■ REQUIRED WORK:
1. Using the text on CO2 capture, decide whether each statement agrees with it: (a) The prototype is called GRT's first step toward a commercially viable air capture device. (b) The text credits the demonstration to Columbia University alone. (c) One commenter claims that sequestering CO2 on a massive scale would add oxygen to the atmosphere. Answer each with yes or no and quote the deciding words of the text.
2. Count how many lines of the rows contain the string "below", with case counting, and give only the number.

■ TEXT PROVIDED:
___
First Successful Demonstration of CO2 Capture Technology
An anonymous coward writes "Global Research Technologies, LLC (GRT), a technology research and development company, and Klaus Lackner from Columbia University have achieved the
successful demonstration of a bold new technology to capture carbon from the air. The "air extraction" prototype has successfully demonstrated that indeed carbon dioxide (CO2) can be captured from the atmosphere. This is GRT's first step toward a commercially viable air capture device."
Nor does it mention anything about how it works.
Blueprints or it's bullshit!
110100 1101000 1101000 1100110 0 1101111 1101000 1100011 1
I assume that this is more energy efficient than the usual refrigeration based methods for generating pure CO2. This is a good thing. However, they don't say what they're going to do with the CO2 once they purify it. If you can't answer that question, you haven't solved the sequesteration problem.
I find this idea somewhat concerning. All too often the human race is guilty of doing things because they can, before they learn whether or not they should. I'm all for reducing carbon emissions, but in all honesty, what the hell will we break if we start trying to extract too much carbon from the atmosphere.
Mind you, find a way to quickly and efficiently separate the carbon from the oxygen, install in long range space craft and you suddenly have near limitless air for deep space voyages.
Actually the more people need paper the more trees get planted to supply that demand, trees unlike other forms of carbon is completely renewable.
Also recycling paper is a load of crap, it adds to polution by needing all sorts of nasty chemicals to bleach the paper so it can be re-used, not to mention all the petrolum needed to cart stuff from peoples homes to recyling centres, here they use multiple trucks, one for waste one for recycling.
It costs the US$8bill a yr in subsidies to pay for recycling and cleaning up the chemical by-products, it costs much less to plant and cut down trees.
Right, because trees grow instantaneously, bleach themselves, and require no transportation or other effort to be made into trees.
As others have pointed out, this article is almost entirely useless.
Can someone provide a link to something that answers the obvious questions:
1. How does it work?
2. How much energy does it take to extract it's 10 tonnes of CO2 per year?
3. How does this compare with refrigeration or plants as a means to reduce CO2 concentration?
4. What is it's likely cost?
Something very important that this project and other ideas to sequester CO2 have forgotten: what about the Oxygen?
If you start sequestering CO2 on a massive scale, it could work to reduce CO2 in the atmosphere - but at the same time you will permanently remove Oxygen from the atmosphere as well!
___
■ SUPPLIED DATA:

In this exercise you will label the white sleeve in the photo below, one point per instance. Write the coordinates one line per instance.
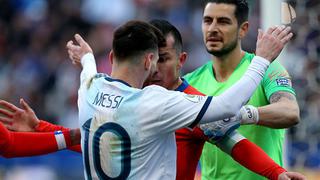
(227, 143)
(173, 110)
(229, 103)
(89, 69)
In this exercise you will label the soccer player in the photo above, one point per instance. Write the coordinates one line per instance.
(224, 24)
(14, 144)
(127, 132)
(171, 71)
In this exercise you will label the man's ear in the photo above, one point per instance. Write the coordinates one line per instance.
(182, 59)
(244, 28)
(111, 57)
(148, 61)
___
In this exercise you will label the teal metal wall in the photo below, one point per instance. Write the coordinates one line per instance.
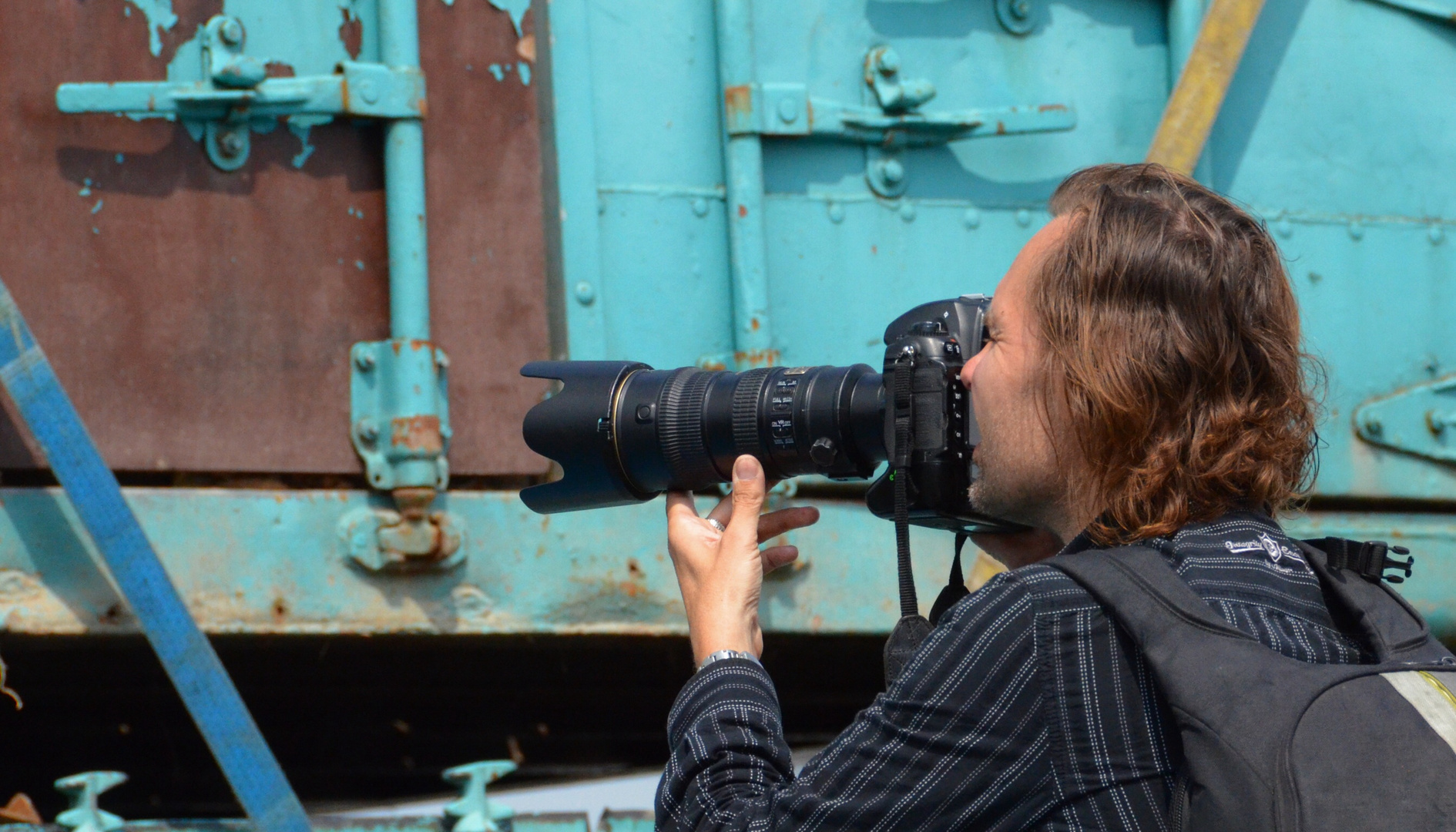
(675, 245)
___
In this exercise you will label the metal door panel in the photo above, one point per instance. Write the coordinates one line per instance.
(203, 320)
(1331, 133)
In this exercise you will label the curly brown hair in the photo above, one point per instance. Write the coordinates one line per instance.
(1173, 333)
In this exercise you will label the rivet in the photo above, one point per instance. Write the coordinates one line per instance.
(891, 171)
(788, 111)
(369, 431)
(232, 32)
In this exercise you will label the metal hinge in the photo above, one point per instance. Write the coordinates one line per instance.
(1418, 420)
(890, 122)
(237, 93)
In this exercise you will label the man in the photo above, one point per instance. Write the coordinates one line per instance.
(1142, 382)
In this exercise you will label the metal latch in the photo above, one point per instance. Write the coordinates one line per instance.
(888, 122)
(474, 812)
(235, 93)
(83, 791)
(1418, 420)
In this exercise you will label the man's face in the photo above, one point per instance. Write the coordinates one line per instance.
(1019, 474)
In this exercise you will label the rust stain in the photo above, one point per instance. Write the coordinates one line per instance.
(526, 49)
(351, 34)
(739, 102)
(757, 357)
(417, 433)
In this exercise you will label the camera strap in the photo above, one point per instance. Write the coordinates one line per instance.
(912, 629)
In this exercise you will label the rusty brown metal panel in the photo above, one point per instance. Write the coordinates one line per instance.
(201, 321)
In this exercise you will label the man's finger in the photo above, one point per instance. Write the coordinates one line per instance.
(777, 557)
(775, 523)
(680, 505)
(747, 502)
___
■ ANSWERS PER TASK:
1.
(a) Yes: "This is GRT's first step toward a commercially viable air capture device."
(b) No: "Global Research Technologies, LLC (GRT), a technology research and development company, and Klaus Lackner from Columbia University have achieved the"
(c) No: "you will permanently remove Oxygen from the atmosphere as well!"

2. 2